» **Arbeitsanweisungen**
1) Fasse den Forumsbeitrag zum nicht bootenden PC in zwei Sätzen zusammen.
2) Erkläre in einem Satz, warum im Forumsbeitrag zum nicht bootenden PC ein Athlon64 3000+ statt des Sempron64 2600+ eingesetzt wurde.
3) Führe den Forumsbeitrag zum nicht bootenden PC an der Stelle fort, an der er endet.

» **Textauszug**
· · ·

# PC bootet nicht, Tastatur tot



## chris_sit (15. Januar 2006)

Hallo zusammen,

ich hab mir die Woche bei cyberport die Einzelteile für einen PC bestellt, nach dem Zusammenbau habe ich jedoch ein Problem:

Die LED's an der Tastatur bleiben aus und statt zu booten bleibt die Kiste im splash-Screen mit "press DEL to enter setup / F2 to show post-screen" hängen.

Habe schon alle geräte abgestöpselt, anderes Netzteil getestet. Statt einem Sempron64 2600+ habe ich mir einen Athlon64 3000+ organisiert um das nicht-unterstützen des Semprons auszuschließen...

Langsam gehen mir die Ideen aus, CMOS resettet... RAM könnt ich noch tauschen, aber der lief bis 5min vor dem Umbau noch in einer anderen Kiste... 

Momentan habe ich keine andere Idee als das Mainboard (MSI K8M Neo-V) an cyberport zurückzuschicken und zu hoffen, dass schnell Ersatz kommt   ... oder hat jemand einen Tipp was ich noch probieren könnt?

· · ·

» **Aufgeführte Einträge**
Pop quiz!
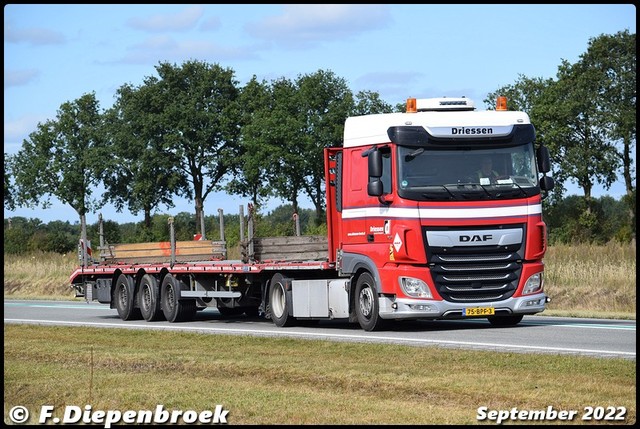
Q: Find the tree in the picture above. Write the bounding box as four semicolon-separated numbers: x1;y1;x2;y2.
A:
226;76;273;210
296;70;354;221
13;93;105;262
243;78;307;214
580;30;637;241
536;61;619;207
4;153;16;210
350;91;393;116
102;77;187;229
156;61;240;233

· · ·

» **Lösungen**
1) Nach dem Zusammenbau eines PCs aus bei cyberport bestellten Einzelteilen bleiben die LEDs der Tastatur aus, und der Rechner hängt im Splash-Screen fest, statt zu booten. Alle Geräte wurden bereits abgesteckt, ein anderes Netzteil und statt des Sempron64 ein Athlon64 getestet sowie das CMOS zurückgesetzt, weshalb nun erwogen wird, das Mainboard zurückzuschicken, falls niemand einen weiteren Tipp hat.

2) Der Athlon64 3000+ wurde eingesetzt, um auszuschließen, dass der Sempron vom Mainboard nicht unterstützt wird.

3)
Danke & schönen Sonntag,
Chris


----------



## NomadSoul (15. Januar 2006)

Hast Du vieleicht, die Tastatur an den falschen Port gehängt (kann jedem mal passieren)?
Ansonnsten würde ich auch auf das Mainboard tippen, hast Du auch alle Sicherheitsvorkehrungen getroffen? Wie geerdet, Mainbaord auf Abstandshalter montiert (Du glaubst nicht wieviele das vergessen)! Stimmt auch der FSB? Wird der bei dem Board per Softsettings oder mittels Jumpern beeinflusst?

Ansonsten bleibt dir nur das Ding zurück zu schicken!


----------



## chris_sit (15. Januar 2006)

Tjo, habe auch den Stecker kontrolliert - der passt, auch die Abstandshalter sitzen drunter - wie immer geerdet, aber da die RAM noch funktionieren und ich die noch vor dem Board in den Fingern hatte, schließ ich eine Überladung aus.

Wird per Jumper resettet, im Handbuch steht "paar Sekunden" - so dass 10sec sicher ausgereicht haben.

Danke für die Antwort!

Chris


----------



## NomadSoul (15. Januar 2006)

Naja aber wenn Du den FSB per Jumper einstellst dann nimmt er immer wieder die 
Einstellung der Jumper... egal ob dus resetest oder ned. Halt mich mal auf dem laufenden wie schnell Cyberport reagiert.


----------



## chris_sit (15. Januar 2006)

sorry, schlecht formuliert von mir: Für den FSB gibt's keinen Jumper.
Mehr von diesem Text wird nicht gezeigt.